• Reading text

——

Both sides of politics began to question whether the MDBA's interpretation of the Water Act 2007 (Cth) was correct. Under pressure, the MDBA Chair resigned. His replacement announced that he disagreed with the former MDBA Chair's interpretation of the Water Act 2007 (Cth), and that the Water Act 2007 (Cth) did not require a Basin Plan that prioritised the environment. The MDBA went on to prepare the Basin Plan on the basis that environmental, social and economic issues are 'balanced'. This plan required 2750 GL/year to be taken out of consumptive use for the environment and this plan is the one which has since been adopted by the Federal Water Minister as the Murray-Darling Basin Plan under the Water Act 2007 (Cth).

——

• Given task 1
Reproduce the listing from its start through the line containing "(317, 530), (595, 758)", substituting "far-off mountain" for "distant mountain" and leaving every other detail as it stands.
• Given task 2
Continue the passage on the Murray-Darling Basin Plan, picking up right after its final sentence.

[Detection annotation records]
——

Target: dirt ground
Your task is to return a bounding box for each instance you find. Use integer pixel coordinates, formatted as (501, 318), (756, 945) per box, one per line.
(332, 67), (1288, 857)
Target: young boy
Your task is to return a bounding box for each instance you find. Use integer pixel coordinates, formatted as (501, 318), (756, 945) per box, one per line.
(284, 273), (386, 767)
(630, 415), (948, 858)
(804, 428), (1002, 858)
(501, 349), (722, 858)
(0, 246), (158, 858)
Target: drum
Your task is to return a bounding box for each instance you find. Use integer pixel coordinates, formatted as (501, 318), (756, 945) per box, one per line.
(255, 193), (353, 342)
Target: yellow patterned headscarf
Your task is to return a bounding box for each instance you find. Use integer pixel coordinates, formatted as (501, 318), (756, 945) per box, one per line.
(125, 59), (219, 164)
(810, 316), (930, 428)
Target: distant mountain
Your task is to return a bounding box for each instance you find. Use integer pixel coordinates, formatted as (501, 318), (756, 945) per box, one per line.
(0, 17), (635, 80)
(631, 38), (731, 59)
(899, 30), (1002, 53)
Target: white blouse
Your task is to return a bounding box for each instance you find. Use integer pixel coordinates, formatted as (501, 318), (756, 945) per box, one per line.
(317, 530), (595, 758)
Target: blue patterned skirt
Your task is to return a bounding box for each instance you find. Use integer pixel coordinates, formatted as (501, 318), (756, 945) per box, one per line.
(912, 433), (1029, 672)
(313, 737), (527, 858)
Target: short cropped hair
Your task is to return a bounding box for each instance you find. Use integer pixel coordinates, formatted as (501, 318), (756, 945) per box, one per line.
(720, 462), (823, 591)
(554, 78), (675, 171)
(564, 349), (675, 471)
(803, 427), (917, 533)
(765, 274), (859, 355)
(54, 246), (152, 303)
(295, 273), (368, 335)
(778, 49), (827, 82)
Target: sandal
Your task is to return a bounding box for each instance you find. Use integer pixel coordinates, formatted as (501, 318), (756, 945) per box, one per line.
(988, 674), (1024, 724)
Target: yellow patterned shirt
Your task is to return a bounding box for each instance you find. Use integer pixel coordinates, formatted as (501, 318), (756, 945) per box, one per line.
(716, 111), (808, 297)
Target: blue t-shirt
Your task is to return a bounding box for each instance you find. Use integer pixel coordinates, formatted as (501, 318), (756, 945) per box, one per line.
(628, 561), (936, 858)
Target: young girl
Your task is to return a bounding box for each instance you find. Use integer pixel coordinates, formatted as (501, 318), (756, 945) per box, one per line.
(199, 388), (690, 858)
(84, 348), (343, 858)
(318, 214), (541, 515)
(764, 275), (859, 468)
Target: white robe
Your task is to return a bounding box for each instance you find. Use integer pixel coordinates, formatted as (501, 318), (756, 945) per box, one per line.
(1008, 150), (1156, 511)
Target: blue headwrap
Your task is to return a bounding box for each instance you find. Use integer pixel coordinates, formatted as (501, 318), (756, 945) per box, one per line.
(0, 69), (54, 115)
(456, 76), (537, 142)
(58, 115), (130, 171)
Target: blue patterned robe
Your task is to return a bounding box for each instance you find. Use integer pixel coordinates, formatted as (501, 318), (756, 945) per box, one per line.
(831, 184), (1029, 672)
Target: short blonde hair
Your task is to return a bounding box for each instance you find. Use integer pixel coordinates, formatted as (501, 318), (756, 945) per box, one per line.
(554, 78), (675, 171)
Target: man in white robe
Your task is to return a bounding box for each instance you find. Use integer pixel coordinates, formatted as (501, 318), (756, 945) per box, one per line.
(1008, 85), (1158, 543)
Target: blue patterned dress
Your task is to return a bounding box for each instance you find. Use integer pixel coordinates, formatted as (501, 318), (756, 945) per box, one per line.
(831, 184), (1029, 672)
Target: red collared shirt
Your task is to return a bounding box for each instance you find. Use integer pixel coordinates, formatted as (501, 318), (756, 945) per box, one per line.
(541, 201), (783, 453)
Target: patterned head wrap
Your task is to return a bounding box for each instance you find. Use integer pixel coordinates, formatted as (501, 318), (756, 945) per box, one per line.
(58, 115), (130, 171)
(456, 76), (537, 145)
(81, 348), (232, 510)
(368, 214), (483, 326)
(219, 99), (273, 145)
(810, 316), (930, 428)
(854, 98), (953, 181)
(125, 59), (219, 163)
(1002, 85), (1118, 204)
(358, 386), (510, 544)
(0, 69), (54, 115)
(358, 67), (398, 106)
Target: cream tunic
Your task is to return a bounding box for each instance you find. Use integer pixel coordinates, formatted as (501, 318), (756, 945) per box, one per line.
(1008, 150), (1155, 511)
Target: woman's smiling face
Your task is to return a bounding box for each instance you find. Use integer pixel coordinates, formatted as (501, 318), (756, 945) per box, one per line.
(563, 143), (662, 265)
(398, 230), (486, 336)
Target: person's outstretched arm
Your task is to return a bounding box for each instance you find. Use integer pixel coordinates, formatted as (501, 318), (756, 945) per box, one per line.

——

• Task response 1
Target: dirt ground
Your task is to return a bounding box for each instance you find. Use integer pixel coordinates, formatted as (501, 318), (756, 945) per box, one per line.
(332, 67), (1288, 857)
Target: young boy
Your task is to return a bounding box for each instance you find. Use integer pixel coordinates, formatted as (501, 318), (756, 945) per box, one per line.
(284, 273), (386, 767)
(630, 415), (948, 858)
(804, 428), (1002, 858)
(501, 349), (722, 858)
(0, 246), (158, 858)
Target: drum
Your task is to return a bounding box for each instance you find. Use integer pixel coordinates, formatted as (501, 318), (756, 945) per box, one per line.
(255, 193), (353, 342)
Target: yellow patterned headscarf
Your task is to return a bounding box for each instance you find. Use integer pixel coordinates, formatted as (501, 318), (756, 945) per box, one per line.
(125, 59), (219, 164)
(810, 316), (930, 428)
Target: far-off mountain
Your task is to return a bounding box for each instance you find. Use integer pixel coordinates, formatted as (501, 318), (756, 945) per box, one per line.
(0, 17), (635, 80)
(631, 38), (731, 59)
(899, 30), (1002, 53)
Target: white blouse
Your task is to return a bounding box for each instance you find. Use integer pixel coordinates, formatted as (501, 318), (756, 945) per box, one per line.
(317, 530), (595, 758)

• Task response 2
It is not surprising that irrigators opposed the Guide given that the proposals in the Guide may have brought about major social and economic change in rural communities including job losses predicted by MDBA modelling. On the other hand, the success of irrigators in opposing the Guide will count for little if longer term predictions by the CSIRO turn out to be accurate about the unsustainability of the Murray-Darling Basin. There is also a legal question as to whether the former Chair of the MDBA was in fact correct in his interpretation of the requirements of the Water Act 2007 (Cth), because if this were the case, it raises the question as to whether the Basin Plan that we now have is unlawful.